* _Instruction 1_:
Could you turn the paragraph beginning "Before embarking on this" in the passage on Naturalism and Agnosticism into a short list that keeps its main facts?
* _Instruction 2_:
Could you write what comes next in the passage on Naturalism and Agnosticism, starting after its last sentence?

— Start of Text —

Before embarking on this it is probably best for me to say a word or two about the way in which the terms 'Naturalism' and 'Agnosticism' are now employed. Naturalism is understood as drawing a line between the known and the unknown without pronouncing any opinion about the accessibility of the latter: it merely states the fact that only a certain kind of knowledge has been reached. Agnosticism, on the other hand, talks nowadays of the knowable and the unknowable, and in doing so brings into the problem the knower himself, a complication which entails also an examination of knowing as a process, and indeed of all that is properly handed over to philosophy--an examination which the scientific man as scientific man is incapable of carrying out. The old Agnostic was what we now call naturalistic: he said nothing about anything being unknowable; his watchword was "Ignoramus"--we are ignorant; but the watchword of the new Agnostic is usually that of Du Bois-Reymond, "Ignoradimus"--we shall remain ignorant. Moreover, Agnosticism and Naturalism have now entered into a general alliance, in which Naturalism has lost its philosophic existence, so far as it possessed one; for the Agnostic repudiates the materialism formerly frankly confessed in naturalistic thought, and classes it with all other "superstitions" about "The unknowable" reality of which phenomena are, as the word tells us, only appearances. The position in this respect of combined Naturalism and Agnosticism is neutral or nihilistic, and therefore unstable: it must, one may dare to say, before long either relapse into materialism or go forward into something else.

— End of Text —
— Start of Supplied material —

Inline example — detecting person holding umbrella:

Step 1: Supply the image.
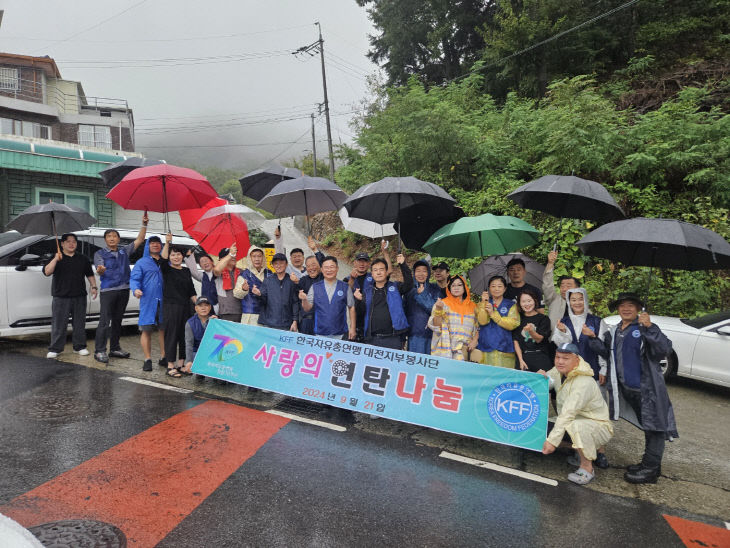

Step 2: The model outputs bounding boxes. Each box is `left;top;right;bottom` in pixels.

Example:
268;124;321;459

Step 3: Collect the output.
542;251;580;329
129;236;167;371
160;232;197;378
251;253;299;331
233;246;273;325
604;293;679;483
471;276;520;369
427;275;479;361
405;259;441;354
94;212;149;363
43;233;97;359
213;244;245;323
354;253;413;350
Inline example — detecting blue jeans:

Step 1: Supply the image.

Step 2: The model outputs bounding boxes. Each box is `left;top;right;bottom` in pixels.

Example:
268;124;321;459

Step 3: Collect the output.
408;335;431;354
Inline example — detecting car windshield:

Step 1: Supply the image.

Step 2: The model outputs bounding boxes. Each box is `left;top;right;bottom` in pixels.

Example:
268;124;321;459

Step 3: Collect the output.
682;310;730;329
0;230;28;247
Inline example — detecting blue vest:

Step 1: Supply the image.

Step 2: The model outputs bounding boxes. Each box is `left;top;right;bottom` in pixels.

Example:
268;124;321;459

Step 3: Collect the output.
188;314;208;352
613;323;642;388
477;298;515;353
365;282;408;334
312;280;349;335
560;314;601;380
99;247;130;289
200;272;218;306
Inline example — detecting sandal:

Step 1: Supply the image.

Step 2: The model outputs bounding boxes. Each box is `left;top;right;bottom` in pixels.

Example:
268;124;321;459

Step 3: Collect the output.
568;468;595;485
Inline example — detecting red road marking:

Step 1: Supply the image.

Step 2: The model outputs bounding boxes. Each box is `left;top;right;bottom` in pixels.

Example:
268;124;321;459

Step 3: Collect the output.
0;400;289;546
664;514;730;548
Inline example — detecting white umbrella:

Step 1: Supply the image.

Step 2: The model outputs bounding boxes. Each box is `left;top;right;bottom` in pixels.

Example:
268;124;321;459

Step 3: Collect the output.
337;207;398;238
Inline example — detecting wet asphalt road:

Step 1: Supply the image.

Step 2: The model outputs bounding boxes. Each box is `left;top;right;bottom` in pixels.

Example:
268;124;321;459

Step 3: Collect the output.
0;353;716;547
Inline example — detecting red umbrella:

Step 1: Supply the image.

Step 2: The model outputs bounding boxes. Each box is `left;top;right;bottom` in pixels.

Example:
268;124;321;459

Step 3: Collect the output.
183;203;251;255
180;197;228;231
106;164;218;230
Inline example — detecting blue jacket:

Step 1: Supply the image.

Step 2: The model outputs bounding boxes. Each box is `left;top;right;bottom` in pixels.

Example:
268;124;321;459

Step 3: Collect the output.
94;246;129;289
312;280;349;335
129;239;162;325
560;314;600;378
477;297;515;353
257;274;299;329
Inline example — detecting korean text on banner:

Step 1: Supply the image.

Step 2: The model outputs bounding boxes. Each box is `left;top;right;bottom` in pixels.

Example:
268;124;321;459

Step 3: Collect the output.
193;319;548;451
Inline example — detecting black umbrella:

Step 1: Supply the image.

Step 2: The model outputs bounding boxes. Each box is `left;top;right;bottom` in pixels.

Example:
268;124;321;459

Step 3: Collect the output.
239;164;302;201
257;176;347;231
468;253;545;295
344;177;455;252
507;175;626;223
6;202;96;252
395;206;464;251
577;217;730;306
99;156;165;188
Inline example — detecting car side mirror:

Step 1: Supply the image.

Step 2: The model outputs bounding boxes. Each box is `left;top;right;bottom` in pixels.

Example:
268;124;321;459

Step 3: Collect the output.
15;253;41;272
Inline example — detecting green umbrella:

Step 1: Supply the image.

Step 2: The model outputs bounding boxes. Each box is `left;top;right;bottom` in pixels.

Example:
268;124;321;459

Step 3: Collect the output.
423;213;540;259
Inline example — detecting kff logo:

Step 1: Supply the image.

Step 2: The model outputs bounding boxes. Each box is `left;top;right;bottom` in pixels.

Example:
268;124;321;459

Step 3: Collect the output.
487;382;540;432
209;333;243;362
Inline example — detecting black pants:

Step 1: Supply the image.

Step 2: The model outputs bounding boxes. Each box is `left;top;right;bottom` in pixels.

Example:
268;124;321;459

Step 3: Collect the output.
94;289;129;352
48;295;86;352
365;335;403;350
162;302;191;365
619;384;665;468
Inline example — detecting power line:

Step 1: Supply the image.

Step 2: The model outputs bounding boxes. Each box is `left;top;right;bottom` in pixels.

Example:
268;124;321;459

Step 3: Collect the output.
32;0;148;53
5;23;311;44
443;0;639;84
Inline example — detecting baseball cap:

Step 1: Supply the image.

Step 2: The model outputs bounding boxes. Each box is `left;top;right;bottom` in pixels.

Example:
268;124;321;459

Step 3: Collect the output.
555;343;580;356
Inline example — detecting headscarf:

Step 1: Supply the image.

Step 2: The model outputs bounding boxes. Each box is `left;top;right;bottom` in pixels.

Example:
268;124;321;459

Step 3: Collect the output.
565;287;591;338
444;274;476;323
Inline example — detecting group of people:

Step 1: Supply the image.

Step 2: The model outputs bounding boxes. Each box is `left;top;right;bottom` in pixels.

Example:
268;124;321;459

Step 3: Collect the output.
44;215;677;484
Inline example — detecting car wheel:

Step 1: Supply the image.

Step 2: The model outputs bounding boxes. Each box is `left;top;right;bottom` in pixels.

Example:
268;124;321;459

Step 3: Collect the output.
659;352;677;381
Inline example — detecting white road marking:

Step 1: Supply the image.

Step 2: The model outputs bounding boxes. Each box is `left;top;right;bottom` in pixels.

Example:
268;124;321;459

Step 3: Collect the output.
439;451;558;487
121;377;193;394
266;409;347;432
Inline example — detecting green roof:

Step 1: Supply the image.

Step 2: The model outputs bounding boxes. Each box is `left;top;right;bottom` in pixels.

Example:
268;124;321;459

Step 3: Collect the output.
0;139;131;177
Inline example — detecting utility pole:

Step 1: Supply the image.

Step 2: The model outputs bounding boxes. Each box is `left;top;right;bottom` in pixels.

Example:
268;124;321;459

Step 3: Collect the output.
292;21;335;181
310;113;317;177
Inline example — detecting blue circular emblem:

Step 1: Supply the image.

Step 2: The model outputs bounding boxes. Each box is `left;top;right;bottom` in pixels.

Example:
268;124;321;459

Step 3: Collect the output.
487;382;540;432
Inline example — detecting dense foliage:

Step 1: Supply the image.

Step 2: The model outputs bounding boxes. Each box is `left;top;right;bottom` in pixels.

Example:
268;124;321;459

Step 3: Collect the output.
337;74;730;316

— End of Supplied material —

* _Task output 1_:
- Naturalism separates the known from the unknown and gives no opinion on whether the unknown can be reached; it only states that a certain kind of knowledge has been attained.
- Agnosticism now speaks of the knowable and the unknowable. This brings in the knower and calls for an examination of knowing itself, which belongs to philosophy and which the scientific man, as such, cannot carry out.
- The old Agnostic was naturalistic, with the watchword "we are ignorant." The new Agnostic usually takes Du Bois-Reymond's watchword, "we shall remain ignorant."
- The two views have formed an alliance in which Naturalism has lost whatever philosophic existence it had. The Agnostic rejects the materialism that naturalistic thought once openly held and counts it among the "superstitions" about the unknowable reality behind phenomena.
- The combined position is neutral or nihilistic, and therefore unstable. It must soon either fall back into materialism or move on to something else.

* _Task output 2_:
Let us bear in mind that this is not science, but a way of regarding knowledge and existence adopted by some scientific men, and then let us inquire whether it stands criticism and is supported by the strength that science has in its own right. Afterwards we may profitably make the further inquiry whether there is anything in science proper that is incongruous with our religion, and, if there is, which of these two great treasures of humanity is in fault.

There are three important theories we must discuss in some detail; they are they following:--
I. The Mechanical Theory of Nature.
II. The Theory of Evolution.
III. The Theory of the Parallelism of Body and Mind.

We will begin with the first--Mechanical Theory of Nature. It amounts to saying that everything in the world may some day be stated in terms of mechanism, and that everything we really know can thus be stated now, the universe being, as a matter of fact, a huge automatic machine. It means, therefore, that the sole and sufficient reasons of all change in the universe are to be sought for and may be found in the motions of matter and its varying arrangement. There is a theory dangerously like this which is held, even nowadays, by many religious people: it is the theory of the government of the world by "laws of Nature" as "instruments of Nature's God," and it exposes its holders to an irresistible attack, for, in its essence, it is an indefensible compromise.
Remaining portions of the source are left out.